## RECORD SET
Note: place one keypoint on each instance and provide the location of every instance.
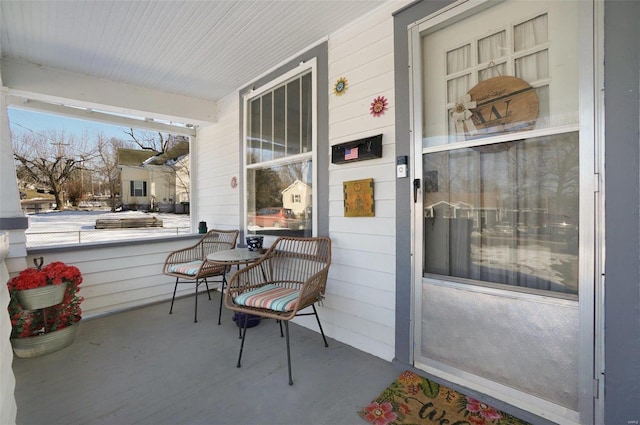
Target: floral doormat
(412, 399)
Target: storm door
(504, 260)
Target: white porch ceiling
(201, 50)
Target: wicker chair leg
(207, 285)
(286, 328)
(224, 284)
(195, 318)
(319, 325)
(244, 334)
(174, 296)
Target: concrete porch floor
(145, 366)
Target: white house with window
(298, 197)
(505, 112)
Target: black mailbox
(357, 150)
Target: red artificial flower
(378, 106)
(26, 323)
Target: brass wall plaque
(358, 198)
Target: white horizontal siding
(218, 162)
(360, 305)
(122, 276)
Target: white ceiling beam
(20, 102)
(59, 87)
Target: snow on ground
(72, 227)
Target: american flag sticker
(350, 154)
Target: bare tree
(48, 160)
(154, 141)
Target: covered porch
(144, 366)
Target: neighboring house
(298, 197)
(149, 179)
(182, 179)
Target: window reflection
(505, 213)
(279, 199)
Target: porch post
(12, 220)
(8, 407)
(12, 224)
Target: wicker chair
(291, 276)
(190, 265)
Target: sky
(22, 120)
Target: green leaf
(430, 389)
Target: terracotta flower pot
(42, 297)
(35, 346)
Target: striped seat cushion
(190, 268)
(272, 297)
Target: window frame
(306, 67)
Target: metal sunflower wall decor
* * *
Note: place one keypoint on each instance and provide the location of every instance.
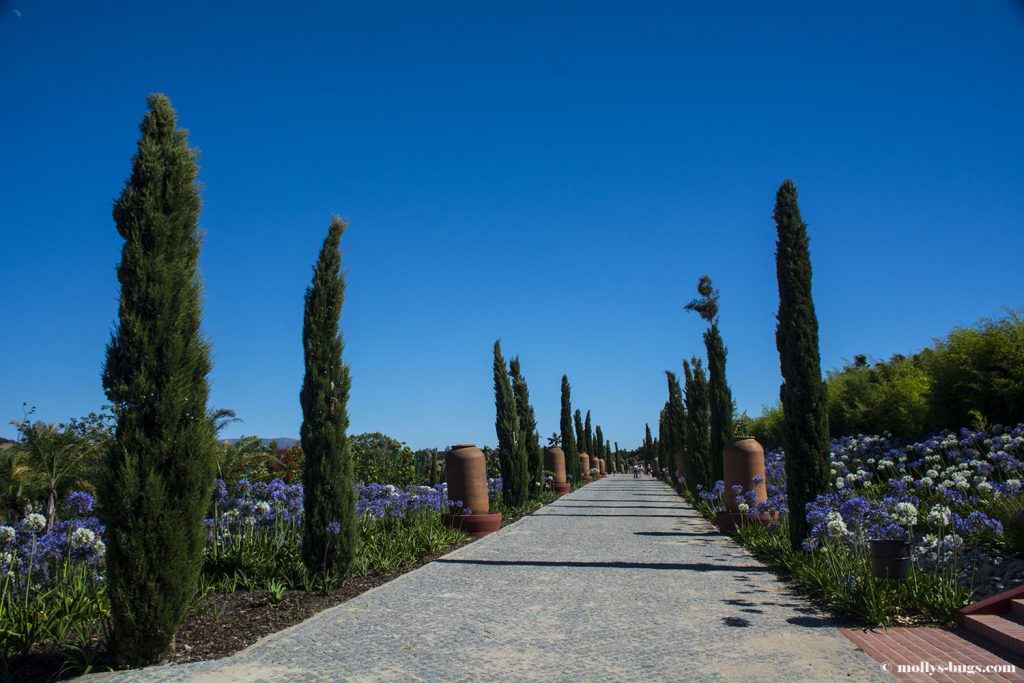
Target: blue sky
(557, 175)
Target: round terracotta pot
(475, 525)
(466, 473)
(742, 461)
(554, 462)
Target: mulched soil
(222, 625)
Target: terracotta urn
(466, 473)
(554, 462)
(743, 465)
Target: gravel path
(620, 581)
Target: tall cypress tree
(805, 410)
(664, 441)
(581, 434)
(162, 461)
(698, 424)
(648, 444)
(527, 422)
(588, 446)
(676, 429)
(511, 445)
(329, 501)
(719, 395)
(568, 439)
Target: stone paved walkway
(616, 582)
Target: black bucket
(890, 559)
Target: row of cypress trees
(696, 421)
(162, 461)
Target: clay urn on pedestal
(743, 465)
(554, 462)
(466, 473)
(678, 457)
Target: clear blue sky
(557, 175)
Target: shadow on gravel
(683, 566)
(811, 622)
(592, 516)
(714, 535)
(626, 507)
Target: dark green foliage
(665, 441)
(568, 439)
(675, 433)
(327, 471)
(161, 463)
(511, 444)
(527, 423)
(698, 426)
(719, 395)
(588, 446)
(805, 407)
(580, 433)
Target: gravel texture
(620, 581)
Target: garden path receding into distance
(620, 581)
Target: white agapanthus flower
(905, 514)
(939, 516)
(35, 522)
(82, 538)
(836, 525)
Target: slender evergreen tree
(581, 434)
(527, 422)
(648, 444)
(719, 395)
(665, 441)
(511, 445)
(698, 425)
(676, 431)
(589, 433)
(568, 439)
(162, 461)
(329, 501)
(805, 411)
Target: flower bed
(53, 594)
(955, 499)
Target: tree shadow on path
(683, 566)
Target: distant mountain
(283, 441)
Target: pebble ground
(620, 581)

## EXERCISE GOAL
Copy out word for word everything above from the line containing "Target: storm door" down to the line containing "Target: metal sunflower wall decor", including both of those lines.

## ANSWER TO THIS EXERCISE
Target: storm door
(504, 260)
Target: white porch ceiling
(201, 50)
Target: wicker chair leg
(207, 285)
(286, 328)
(224, 284)
(195, 318)
(319, 325)
(244, 334)
(174, 296)
Target: concrete porch floor
(145, 366)
Target: white house with window
(298, 197)
(505, 112)
Target: black mailbox
(357, 150)
Target: red artificial flower
(378, 106)
(26, 323)
Target: brass wall plaque
(358, 198)
Target: white horizontal siding
(218, 162)
(360, 305)
(122, 276)
Target: white ceiling beam
(20, 102)
(59, 87)
Target: snow on ground
(72, 227)
Target: american flag sticker
(350, 154)
Target: bare tree
(48, 160)
(154, 141)
Target: covered porch
(144, 366)
Target: neighboring house
(298, 197)
(149, 179)
(182, 179)
Target: window reflection
(505, 213)
(279, 199)
Target: porch post
(12, 220)
(8, 407)
(12, 224)
Target: wicker chair
(291, 276)
(190, 265)
Target: sky
(22, 120)
Target: green leaf
(430, 389)
Target: terracotta flower pot
(42, 297)
(35, 346)
Target: striped seat cushion
(190, 268)
(272, 297)
Target: window frame
(306, 67)
Target: metal sunflower wall decor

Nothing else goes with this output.